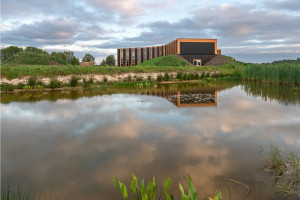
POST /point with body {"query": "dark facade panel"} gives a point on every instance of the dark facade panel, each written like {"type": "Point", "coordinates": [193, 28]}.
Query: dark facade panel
{"type": "Point", "coordinates": [197, 48]}
{"type": "Point", "coordinates": [119, 57]}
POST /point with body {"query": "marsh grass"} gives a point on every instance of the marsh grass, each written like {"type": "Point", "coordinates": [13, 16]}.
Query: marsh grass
{"type": "Point", "coordinates": [148, 191]}
{"type": "Point", "coordinates": [285, 169]}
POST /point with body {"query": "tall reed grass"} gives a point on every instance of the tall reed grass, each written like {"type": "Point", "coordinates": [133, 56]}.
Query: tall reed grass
{"type": "Point", "coordinates": [280, 73]}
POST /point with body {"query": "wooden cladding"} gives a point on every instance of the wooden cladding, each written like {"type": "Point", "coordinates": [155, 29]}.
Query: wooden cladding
{"type": "Point", "coordinates": [134, 56]}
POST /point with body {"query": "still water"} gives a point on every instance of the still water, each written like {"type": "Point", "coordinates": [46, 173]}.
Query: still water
{"type": "Point", "coordinates": [70, 145]}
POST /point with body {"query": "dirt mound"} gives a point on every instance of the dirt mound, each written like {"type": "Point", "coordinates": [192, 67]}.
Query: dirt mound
{"type": "Point", "coordinates": [217, 60]}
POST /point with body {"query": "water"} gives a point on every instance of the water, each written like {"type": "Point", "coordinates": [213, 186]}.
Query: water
{"type": "Point", "coordinates": [70, 144]}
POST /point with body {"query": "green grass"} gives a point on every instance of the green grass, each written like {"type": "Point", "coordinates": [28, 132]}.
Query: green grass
{"type": "Point", "coordinates": [17, 71]}
{"type": "Point", "coordinates": [285, 169]}
{"type": "Point", "coordinates": [280, 72]}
****
ACTIVITY — The answer must be the line containing "Query: wooden cladding" and every line after it through the end of the records, repeated exactly.

EXERCISE OUTPUT —
Query: wooden cladding
{"type": "Point", "coordinates": [134, 56]}
POST /point with body {"query": "still water"} gives a point on every instance of the still water, each written like {"type": "Point", "coordinates": [46, 173]}.
Query: still water
{"type": "Point", "coordinates": [70, 145]}
POST /point with body {"query": "dirt mound"} gives a point on every instance of the dirt mound, each written like {"type": "Point", "coordinates": [192, 67]}.
Query: dirt mound
{"type": "Point", "coordinates": [217, 60]}
POST /point with body {"query": "water"} gives a point on every instance of the water, each written like {"type": "Point", "coordinates": [213, 186]}.
Query: water
{"type": "Point", "coordinates": [70, 144]}
POST /point with body {"query": "green grass"} gives a point on every instance of the green grass, each written like {"type": "Point", "coordinates": [28, 132]}.
Query: green grass
{"type": "Point", "coordinates": [17, 71]}
{"type": "Point", "coordinates": [285, 169]}
{"type": "Point", "coordinates": [280, 72]}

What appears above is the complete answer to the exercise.